* [PROMPT]:
Write out the data below exactly as given, without any of its pictures.

⟨

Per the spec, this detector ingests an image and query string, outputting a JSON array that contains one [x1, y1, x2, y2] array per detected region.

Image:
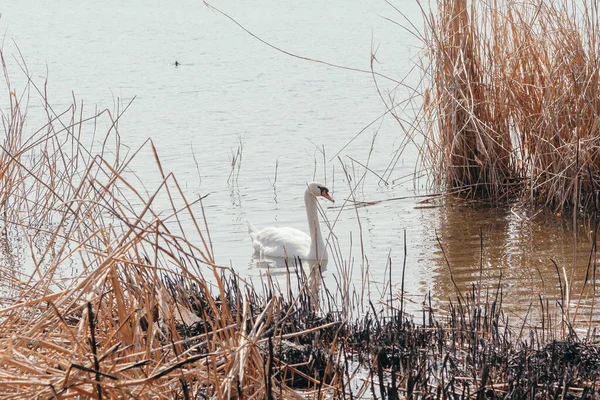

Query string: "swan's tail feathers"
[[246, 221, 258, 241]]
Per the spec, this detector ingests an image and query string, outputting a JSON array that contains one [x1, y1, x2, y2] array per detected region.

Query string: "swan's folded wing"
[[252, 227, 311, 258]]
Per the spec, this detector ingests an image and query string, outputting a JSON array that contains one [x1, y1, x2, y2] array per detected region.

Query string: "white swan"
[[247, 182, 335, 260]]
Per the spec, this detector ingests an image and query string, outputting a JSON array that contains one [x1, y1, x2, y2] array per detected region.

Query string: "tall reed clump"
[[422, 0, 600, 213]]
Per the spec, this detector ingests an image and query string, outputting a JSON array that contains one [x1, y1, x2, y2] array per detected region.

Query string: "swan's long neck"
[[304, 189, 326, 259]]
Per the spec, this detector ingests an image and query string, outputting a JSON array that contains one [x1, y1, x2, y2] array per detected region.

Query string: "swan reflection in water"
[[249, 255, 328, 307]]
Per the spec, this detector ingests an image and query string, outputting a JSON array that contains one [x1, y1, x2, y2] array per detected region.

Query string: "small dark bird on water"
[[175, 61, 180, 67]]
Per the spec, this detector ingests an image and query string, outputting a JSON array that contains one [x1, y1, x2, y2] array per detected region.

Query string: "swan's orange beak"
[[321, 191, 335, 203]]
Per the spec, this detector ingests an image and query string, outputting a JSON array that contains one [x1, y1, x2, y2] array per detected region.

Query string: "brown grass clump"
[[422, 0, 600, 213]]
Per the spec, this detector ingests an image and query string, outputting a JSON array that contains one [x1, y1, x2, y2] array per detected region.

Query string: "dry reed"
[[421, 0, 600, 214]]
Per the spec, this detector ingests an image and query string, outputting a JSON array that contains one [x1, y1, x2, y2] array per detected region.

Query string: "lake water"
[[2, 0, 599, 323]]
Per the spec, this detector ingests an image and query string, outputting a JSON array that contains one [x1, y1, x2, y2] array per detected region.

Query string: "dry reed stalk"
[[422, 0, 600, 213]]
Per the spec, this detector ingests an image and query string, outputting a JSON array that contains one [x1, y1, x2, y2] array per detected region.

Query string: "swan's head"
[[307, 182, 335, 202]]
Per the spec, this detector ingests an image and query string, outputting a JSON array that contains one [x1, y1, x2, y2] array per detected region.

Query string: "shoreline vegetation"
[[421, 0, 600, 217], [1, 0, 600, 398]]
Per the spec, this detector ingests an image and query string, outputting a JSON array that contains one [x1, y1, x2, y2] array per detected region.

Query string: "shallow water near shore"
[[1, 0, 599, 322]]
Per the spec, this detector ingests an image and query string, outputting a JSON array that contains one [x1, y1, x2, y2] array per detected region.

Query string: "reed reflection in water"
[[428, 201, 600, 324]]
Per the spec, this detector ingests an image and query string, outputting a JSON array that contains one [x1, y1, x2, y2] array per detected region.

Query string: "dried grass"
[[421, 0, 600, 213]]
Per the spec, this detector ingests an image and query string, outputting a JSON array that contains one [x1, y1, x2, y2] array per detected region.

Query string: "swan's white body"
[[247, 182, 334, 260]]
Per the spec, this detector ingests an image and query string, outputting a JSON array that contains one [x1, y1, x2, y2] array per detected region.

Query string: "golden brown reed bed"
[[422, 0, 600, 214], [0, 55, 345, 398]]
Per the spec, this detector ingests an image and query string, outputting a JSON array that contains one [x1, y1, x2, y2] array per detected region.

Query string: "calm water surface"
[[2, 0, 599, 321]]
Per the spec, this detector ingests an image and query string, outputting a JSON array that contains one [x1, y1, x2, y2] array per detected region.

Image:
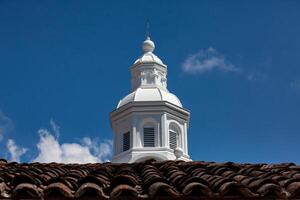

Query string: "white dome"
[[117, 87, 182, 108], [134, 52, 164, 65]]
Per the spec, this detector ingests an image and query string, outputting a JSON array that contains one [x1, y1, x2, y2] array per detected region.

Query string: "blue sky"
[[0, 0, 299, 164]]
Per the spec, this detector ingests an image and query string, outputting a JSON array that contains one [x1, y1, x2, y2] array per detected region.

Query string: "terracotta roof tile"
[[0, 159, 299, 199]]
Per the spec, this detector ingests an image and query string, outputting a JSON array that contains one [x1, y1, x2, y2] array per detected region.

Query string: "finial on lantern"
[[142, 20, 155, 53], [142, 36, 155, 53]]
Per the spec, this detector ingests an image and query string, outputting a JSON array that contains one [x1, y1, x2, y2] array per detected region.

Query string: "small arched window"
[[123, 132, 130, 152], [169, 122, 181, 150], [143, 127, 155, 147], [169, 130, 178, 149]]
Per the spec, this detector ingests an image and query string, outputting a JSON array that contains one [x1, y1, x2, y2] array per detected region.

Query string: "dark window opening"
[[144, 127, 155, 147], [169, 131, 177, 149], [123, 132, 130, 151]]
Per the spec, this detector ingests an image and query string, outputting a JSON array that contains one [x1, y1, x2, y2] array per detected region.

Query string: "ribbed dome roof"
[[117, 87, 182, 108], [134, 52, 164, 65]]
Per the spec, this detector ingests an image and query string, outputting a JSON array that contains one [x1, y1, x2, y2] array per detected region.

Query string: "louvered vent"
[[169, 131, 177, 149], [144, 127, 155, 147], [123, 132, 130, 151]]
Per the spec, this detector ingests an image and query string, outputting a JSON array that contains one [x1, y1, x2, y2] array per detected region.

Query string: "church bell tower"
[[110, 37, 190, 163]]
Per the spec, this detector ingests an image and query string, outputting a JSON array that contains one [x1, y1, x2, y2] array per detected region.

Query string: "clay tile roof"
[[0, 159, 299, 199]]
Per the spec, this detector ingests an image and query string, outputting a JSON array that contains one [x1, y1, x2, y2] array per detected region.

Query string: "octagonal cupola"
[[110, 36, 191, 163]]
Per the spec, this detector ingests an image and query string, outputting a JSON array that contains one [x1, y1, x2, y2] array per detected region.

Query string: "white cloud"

⟩

* [ANSWER SECTION]:
Per the spec, this detector ingests an image and query string, outputting a JSON array that contains one [x1, y1, x2, y2] array per detected region.

Image:

Query string: "swan's tail feathers"
[[246, 221, 258, 241]]
Per the spec, this detector ingests an image and query string, outputting a JSON array that contains one [x1, y1, x2, y2] array per detected region.

Query string: "swan's folded wing"
[[252, 227, 311, 258]]
Per the spec, this detector ingests an image and query string, outputting a JSON array that contains one [x1, y1, x2, y2] array per detected region.

Query string: "white swan"
[[247, 182, 335, 260]]
Per the spec, this detector ingests an image and query string, outputting a JSON array that contains one [x1, y1, x2, y2] array per detected region.

Query string: "tall reed clump"
[[422, 0, 600, 213]]
Per the spec, this detector ingests an image and query string, outputting a JSON array that contains one [x1, y1, x2, y2] array per detected region.

Query string: "swan's long neck"
[[304, 189, 326, 259]]
Per the spec, this detector ingests an image and query string, outputting a JSON array that contains one [x1, y1, x2, y2] array per detected region.

Query string: "swan reflection in water"
[[249, 255, 328, 307]]
Per the spec, this detector ingests an image and query string, outputting a JSON array that contains one [x1, y1, x2, y2] array per detected region.

Query string: "small dark bird on water"
[[175, 61, 180, 67]]
Per the spec, this detector ingests an image and query string, outputting a JSON array that contains one [x1, y1, x2, y2] array per detected region.

Query string: "swan's orange beak"
[[321, 191, 335, 203]]
Per the spec, this detector ingests an image and query string, outputting a JSON array that contains one [x1, y1, x2, y2] array per detected region.

Query string: "brown grass clump"
[[422, 0, 600, 213]]
Per the spec, this detector ingests an image and query string, outputting a JSON array that contains one [x1, y1, x2, y2] array per detected region.

Query string: "dry reed"
[[421, 0, 600, 214]]
Per the spec, this detector ingests an image and query string, outputting a JSON array that contains one [x1, y1, x2, y2] array per detected region.

Query string: "lake water"
[[2, 0, 599, 323]]
Per the spec, this detector ingests an image and query string, outputting a JSON array that contains one [x1, y1, x2, y2] array per detected region.

Query string: "dry reed stalk"
[[422, 0, 600, 213]]
Per the spec, this detector ingests an image and query string, outputting a JSON array that contains one [x1, y1, x2, y2] array per detected region.

Query string: "swan's head"
[[307, 182, 335, 202]]
Per the spec, this detector ingests an image and query string, outputting a JSON array that contains one [x1, y1, x2, y2] array per detected region.

Query string: "shoreline vegetation"
[[421, 0, 600, 217], [1, 0, 600, 398]]
Per the spec, this detector ingests an image and query string, outputting a JSON array that contains one [x1, y1, x2, y2] array per detected region.

Query string: "shallow water near shore"
[[1, 0, 599, 322]]
Per the spec, this detector ingests an image and query string, outputting a JSON array that contains one [x1, y1, x2, y2] array per detected region.

Query string: "reed reflection in water"
[[428, 201, 600, 324]]
Per the spec, this detector ingests an image and query string, outputting a JSON array that contains one [x1, y1, x2, y2] array per detected region.

Query string: "dried grass"
[[421, 0, 600, 213]]
Per the spec, this detector ingests an image and query string, outputting a JSON array that contains one [x1, y1, x2, y2] array per detected region.

Query string: "swan's white body"
[[247, 182, 334, 260]]
Per the spec, this detector ingests an image and query string, outputting a JSON array that contains one [x1, y1, x2, y2] array per detected region.

Query string: "golden brown reed bed"
[[422, 0, 600, 214], [0, 55, 345, 398]]
Per the spec, this detector ingests an image and query string, outputting a JSON array that contains one [x1, y1, x2, y2] array per detected region.

Query string: "calm water surface"
[[2, 0, 599, 321]]
Per the spec, this detector ingests an image and query string, outputting a JSON array that contains one [x1, y1, x2, y2] array per detected region.

Image:

Query string: "white dome"
[[117, 87, 182, 108], [134, 52, 164, 65]]
Per the spec, this detector ingests an image and query string, outputting a JSON array that contains one [x1, y1, x2, y2] array per detected region.

Query string: "blue sky"
[[0, 0, 299, 164]]
Per the spec, this detector ingests an image and query string, outputting a JSON array that contains one [x1, y1, x2, y2] array per detected region.

Query string: "terracotta roof tile"
[[0, 159, 299, 199]]
Per the spec, this detector ingests an image and query string, outputting a JSON array that contains one [x1, y1, x2, y2] array per detected region.

Query string: "finial on lantern"
[[142, 20, 155, 53], [142, 36, 155, 53]]
Per the spec, this detector ingests an image and query string, outputting a JSON array that contains one [x1, y1, x2, y2] array per detected region.

Query string: "small arched window"
[[123, 132, 130, 152], [169, 122, 181, 150], [143, 127, 155, 147], [169, 130, 178, 149]]
Per the spec, this detector ingests an image and query string, outputting a JSON array that contains one [x1, y1, x2, y2] array per detected region.

Query string: "dark window opening"
[[144, 127, 155, 147], [169, 131, 177, 149], [123, 132, 130, 151]]
Per the spec, this detector ingests an image and query string, outputting a JSON array that contains one [x1, y1, x2, y2] array per detected region.

Query string: "ribbed dome roof"
[[117, 87, 182, 108], [134, 52, 164, 65]]
Per the spec, this detector ingests an image and query string, outputting a JSON array that contains one [x1, y1, x2, y2] array per detected region.

Query string: "louvered vent"
[[169, 131, 177, 149], [144, 127, 155, 147], [123, 132, 130, 151]]
Per the spec, this detector ingests an image and query string, outputting a JSON array that contains one [x1, y1, x2, y2] array per detected region.

Query string: "church bell tower"
[[110, 37, 190, 163]]
Per the spec, this detector ingests an image and query string, outputting a JSON array that contains one [x1, y1, x2, y2] array per detected region.

Query string: "clay tile roof"
[[0, 159, 299, 199]]
Per the spec, this detector ingests an image and query string, outputting a JSON array that contains one [x1, y1, x2, y2] array per detected region.

Query string: "octagonal cupola"
[[110, 36, 191, 163]]
Per the spec, this detector ingests an image and query string, outputting a JSON array that contains one [x1, y1, x2, y2] array per detected region.

Query string: "white cloud"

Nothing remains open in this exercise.